— START OF DOCUMENT —

This is one in a series of posts marking the 50th anniversary of the designation of the Greenwich Village Historic District.  Check out our year-long activities and celebrations at gvshp.org/GVHD50

Inside Cafe Society. Image via https://viewing.nyc/.

Music is an integral part of the cultural legacy and impact of our neighborhoods! In March 2019 we explored the iconic music venues and punk meccas of the East Village through East Village Building Blocks. Today we’re venturing west into the Greenwich Village Historic District for another musical tour.

Map of the Greenwich Village Historic District

Village Vanguard

One of the city’s “most cherished” jazz clubs, the Village Vanguard “has been called the ‘Camelot of jazz rooms,’ the ‘Carnegie Hall of Cool’ and the ‘prototypical Village bohemian club.’” Having not budged from its location at 178 7th Avenue South since 1935, this venue has welcomed an unbelievable range of artists onto its stage. Owner Max Gordon originally opened the Village Vanguard on Charles Street a year earlier, and even had a little place called the Village Fair on Sullivan Street before that. Though initially billed as a spot for folk music and beat poetry, the club boomed as 1940s jazz musicians started to regularly perform there and as the public began to take a liking to the developing genre.

— END OF DOCUMENT —
— START OF DATASET ENTRIES —

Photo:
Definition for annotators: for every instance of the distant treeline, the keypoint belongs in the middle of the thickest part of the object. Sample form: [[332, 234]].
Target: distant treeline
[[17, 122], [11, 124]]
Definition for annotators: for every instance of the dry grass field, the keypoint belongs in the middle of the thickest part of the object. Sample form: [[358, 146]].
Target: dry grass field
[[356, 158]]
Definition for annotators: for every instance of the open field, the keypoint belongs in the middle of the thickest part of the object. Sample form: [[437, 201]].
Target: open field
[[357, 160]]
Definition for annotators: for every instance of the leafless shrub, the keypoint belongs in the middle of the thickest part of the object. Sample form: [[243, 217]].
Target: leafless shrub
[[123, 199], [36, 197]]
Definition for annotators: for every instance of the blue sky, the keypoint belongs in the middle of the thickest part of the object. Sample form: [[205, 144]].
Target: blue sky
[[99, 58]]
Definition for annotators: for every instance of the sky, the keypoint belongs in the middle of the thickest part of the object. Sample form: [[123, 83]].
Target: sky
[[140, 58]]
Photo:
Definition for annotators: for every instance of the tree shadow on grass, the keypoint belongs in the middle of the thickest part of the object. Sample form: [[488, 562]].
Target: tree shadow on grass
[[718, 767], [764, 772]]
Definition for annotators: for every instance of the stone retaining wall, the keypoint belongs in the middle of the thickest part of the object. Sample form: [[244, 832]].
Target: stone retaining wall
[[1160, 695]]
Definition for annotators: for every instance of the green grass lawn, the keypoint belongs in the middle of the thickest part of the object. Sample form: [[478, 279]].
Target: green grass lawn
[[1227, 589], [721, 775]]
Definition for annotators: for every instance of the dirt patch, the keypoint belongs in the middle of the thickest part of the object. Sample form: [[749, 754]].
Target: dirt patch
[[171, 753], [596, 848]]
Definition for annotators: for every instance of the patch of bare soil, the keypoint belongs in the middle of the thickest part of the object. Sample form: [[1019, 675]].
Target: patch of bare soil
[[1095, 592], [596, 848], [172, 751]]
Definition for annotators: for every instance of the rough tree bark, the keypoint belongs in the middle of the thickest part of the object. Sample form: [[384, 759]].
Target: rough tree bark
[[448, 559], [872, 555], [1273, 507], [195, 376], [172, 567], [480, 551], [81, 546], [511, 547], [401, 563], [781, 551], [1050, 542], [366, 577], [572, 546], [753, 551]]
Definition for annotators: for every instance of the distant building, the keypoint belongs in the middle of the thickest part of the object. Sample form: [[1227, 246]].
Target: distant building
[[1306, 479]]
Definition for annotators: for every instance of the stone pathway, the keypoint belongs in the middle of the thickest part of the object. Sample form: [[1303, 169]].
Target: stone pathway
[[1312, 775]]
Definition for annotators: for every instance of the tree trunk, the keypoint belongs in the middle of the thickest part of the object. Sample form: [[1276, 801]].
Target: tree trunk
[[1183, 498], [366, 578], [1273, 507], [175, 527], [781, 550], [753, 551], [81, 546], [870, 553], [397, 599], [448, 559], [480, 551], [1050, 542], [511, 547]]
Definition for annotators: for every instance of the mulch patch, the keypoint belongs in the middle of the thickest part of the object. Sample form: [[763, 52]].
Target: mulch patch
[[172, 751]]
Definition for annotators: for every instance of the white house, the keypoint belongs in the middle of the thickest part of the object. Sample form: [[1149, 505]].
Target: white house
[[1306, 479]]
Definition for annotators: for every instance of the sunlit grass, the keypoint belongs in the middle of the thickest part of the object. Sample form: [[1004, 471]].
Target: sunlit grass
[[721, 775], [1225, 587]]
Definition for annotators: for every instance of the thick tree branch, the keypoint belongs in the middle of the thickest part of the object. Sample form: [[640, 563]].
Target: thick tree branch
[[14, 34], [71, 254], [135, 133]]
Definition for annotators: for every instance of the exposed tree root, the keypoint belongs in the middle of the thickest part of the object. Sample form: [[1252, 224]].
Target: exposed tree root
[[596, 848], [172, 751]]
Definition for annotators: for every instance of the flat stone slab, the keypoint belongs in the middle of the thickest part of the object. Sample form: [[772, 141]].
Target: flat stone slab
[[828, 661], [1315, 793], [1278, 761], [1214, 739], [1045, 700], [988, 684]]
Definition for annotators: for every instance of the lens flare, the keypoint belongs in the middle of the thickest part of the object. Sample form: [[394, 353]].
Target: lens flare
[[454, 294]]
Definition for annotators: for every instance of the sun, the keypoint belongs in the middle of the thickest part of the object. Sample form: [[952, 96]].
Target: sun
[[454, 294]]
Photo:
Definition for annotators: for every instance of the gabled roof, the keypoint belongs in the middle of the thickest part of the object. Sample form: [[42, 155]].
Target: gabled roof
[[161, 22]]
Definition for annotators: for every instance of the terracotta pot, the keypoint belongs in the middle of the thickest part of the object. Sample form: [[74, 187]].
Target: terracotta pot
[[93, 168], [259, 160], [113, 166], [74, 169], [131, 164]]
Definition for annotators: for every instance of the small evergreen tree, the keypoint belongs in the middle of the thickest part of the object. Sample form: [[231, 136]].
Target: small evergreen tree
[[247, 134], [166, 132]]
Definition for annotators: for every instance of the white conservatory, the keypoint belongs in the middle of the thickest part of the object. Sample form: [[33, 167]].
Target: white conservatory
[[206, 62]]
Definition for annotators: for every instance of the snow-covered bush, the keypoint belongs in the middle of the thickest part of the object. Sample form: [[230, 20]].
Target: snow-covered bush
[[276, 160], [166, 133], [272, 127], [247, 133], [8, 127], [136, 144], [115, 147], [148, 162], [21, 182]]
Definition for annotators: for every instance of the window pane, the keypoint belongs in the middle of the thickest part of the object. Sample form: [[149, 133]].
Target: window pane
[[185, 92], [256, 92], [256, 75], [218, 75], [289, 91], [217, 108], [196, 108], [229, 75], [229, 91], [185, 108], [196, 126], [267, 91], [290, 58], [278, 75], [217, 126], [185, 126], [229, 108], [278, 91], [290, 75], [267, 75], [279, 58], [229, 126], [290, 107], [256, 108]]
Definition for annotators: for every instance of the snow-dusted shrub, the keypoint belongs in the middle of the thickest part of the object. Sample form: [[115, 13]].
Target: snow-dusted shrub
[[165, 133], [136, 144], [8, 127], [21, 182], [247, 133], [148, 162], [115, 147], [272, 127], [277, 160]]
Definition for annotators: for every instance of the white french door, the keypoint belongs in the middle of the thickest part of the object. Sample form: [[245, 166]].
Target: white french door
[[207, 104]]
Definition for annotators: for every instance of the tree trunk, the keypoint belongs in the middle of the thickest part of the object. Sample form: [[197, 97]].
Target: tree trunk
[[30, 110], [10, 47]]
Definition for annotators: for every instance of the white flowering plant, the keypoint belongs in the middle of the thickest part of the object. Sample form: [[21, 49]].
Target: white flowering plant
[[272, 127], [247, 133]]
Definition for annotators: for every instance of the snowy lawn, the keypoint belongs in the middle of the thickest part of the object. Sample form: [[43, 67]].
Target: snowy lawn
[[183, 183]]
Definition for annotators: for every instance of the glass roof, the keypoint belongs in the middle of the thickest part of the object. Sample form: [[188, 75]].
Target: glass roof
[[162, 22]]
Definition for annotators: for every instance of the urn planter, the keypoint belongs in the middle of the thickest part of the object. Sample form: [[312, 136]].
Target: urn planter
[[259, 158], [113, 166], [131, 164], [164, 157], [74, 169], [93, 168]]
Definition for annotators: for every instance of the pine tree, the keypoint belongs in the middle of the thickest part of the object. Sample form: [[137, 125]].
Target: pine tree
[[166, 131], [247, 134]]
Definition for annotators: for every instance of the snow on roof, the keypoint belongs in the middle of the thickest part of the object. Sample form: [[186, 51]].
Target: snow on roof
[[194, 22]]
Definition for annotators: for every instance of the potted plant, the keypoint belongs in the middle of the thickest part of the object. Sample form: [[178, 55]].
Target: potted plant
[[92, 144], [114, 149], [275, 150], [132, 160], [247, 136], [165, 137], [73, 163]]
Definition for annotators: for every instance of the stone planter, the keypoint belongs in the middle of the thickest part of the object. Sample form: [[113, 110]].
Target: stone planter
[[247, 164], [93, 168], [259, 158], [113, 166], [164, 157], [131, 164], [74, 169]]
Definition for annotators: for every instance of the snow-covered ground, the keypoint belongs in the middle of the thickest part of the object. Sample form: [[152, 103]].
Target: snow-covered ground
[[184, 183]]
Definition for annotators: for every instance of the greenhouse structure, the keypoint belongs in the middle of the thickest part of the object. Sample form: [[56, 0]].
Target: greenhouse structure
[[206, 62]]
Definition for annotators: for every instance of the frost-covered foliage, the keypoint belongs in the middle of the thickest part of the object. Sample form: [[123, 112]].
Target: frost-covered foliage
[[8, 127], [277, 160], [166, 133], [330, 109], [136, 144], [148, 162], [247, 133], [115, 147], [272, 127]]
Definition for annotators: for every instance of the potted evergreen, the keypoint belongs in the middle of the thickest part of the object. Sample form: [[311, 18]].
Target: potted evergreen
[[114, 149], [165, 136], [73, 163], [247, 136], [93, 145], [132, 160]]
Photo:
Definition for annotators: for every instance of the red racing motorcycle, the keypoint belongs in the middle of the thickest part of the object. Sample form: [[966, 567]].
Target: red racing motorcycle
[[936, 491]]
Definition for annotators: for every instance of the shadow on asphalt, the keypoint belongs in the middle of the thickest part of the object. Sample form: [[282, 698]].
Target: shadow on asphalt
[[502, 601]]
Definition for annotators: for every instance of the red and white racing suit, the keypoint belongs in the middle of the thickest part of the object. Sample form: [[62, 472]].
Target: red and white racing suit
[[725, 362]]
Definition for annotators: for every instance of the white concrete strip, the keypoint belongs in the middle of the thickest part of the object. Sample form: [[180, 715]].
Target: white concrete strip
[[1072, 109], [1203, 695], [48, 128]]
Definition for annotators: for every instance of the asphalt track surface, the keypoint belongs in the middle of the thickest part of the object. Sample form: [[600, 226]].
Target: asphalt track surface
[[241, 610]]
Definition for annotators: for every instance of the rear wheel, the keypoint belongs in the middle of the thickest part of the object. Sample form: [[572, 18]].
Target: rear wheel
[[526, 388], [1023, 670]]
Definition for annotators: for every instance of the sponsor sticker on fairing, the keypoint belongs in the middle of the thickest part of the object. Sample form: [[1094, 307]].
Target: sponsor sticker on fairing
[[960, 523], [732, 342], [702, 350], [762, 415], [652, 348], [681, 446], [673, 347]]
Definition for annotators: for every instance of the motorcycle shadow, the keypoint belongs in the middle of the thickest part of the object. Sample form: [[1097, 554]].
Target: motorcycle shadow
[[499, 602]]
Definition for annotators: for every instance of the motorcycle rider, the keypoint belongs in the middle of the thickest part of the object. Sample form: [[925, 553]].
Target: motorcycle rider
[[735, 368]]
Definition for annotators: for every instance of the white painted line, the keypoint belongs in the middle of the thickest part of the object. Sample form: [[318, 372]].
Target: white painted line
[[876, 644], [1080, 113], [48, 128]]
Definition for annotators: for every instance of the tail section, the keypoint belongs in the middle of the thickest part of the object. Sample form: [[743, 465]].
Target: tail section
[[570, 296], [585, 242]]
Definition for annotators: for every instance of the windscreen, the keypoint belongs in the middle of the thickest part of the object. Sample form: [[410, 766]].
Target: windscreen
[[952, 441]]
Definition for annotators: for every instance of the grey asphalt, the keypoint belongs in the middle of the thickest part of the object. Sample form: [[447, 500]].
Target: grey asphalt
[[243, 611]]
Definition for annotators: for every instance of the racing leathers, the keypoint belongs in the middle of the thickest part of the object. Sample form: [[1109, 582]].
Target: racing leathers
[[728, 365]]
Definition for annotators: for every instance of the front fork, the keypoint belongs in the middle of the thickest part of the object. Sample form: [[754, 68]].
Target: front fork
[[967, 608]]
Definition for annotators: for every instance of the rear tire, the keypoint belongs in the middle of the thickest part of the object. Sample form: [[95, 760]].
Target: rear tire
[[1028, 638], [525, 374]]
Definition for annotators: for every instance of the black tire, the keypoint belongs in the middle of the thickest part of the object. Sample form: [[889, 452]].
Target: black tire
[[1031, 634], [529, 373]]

— END OF DATASET ENTRIES —

_WHAT YOU HAVE TO DO_
In the post about music in the Greenwich Village Historic District, start at the words "Inside Cafe Society." and end after "another musical tour.". Write that passage again with "iconic" swapped for "legendary". The items have no connection to the post about music in the Greenwich Village Historic District.

_OUTPUT FOR THIS TASK_
Inside Cafe Society. Image via https://viewing.nyc/.

Music is an integral part of the cultural legacy and impact of our neighborhoods! In March 2019 we explored the legendary music venues and punk meccas of the East Village through East Village Building Blocks. Today we’re venturing west into the Greenwich Village Historic District for another musical tour.